DIRECTIONS >> Gather every line of the entries below that contains the word "evergreen" and copy each one out.

RAW RECORDS >>
* begin *

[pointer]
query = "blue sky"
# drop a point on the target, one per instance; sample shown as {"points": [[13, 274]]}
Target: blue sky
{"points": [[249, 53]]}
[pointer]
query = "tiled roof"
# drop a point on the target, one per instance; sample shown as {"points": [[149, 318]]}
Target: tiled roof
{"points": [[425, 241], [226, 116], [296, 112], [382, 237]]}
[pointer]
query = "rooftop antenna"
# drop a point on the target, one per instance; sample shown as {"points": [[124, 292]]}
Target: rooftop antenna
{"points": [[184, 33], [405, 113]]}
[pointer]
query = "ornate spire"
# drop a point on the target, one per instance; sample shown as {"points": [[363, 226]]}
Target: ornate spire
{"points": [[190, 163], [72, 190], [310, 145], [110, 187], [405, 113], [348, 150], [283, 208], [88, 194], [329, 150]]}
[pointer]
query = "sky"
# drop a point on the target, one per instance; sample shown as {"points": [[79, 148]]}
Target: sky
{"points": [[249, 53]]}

* end *
* begin *

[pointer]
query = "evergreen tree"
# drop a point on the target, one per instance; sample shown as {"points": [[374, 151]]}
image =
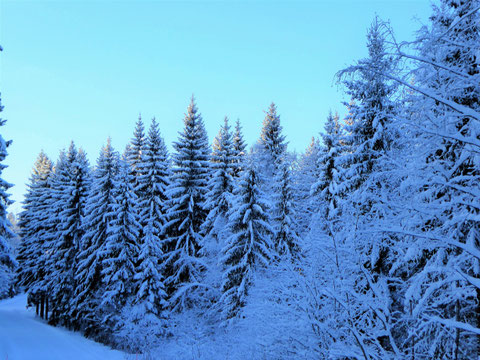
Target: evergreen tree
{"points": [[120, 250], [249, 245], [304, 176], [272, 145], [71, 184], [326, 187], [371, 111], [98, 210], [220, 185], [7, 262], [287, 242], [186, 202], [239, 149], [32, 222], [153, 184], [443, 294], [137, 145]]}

* end *

FINISHED EXERCISE >>
query = "evergreen tree"
Target: evergreen tree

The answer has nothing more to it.